Data extracted from a collection:

□ □ □ □ □

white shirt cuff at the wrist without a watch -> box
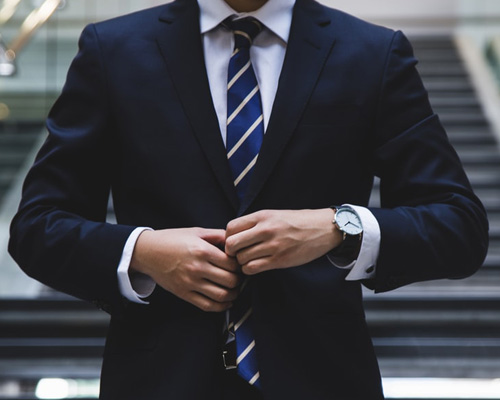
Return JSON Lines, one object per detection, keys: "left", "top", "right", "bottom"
{"left": 117, "top": 228, "right": 156, "bottom": 304}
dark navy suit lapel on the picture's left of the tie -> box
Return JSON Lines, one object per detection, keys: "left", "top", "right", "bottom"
{"left": 157, "top": 0, "right": 238, "bottom": 210}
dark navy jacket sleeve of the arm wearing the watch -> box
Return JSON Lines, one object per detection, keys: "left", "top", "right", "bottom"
{"left": 366, "top": 32, "right": 488, "bottom": 292}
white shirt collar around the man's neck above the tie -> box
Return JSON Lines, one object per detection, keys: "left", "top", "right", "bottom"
{"left": 198, "top": 0, "right": 295, "bottom": 43}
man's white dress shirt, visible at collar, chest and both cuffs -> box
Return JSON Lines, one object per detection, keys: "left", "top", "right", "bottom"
{"left": 118, "top": 0, "right": 380, "bottom": 304}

□ □ □ □ □

Problem description:
For every line above that holds the word "dark", report the whole line.

Reply:
dark navy suit lapel on the picture's left of the tie -> box
dark navy jacket sleeve of the arm wearing the watch -> box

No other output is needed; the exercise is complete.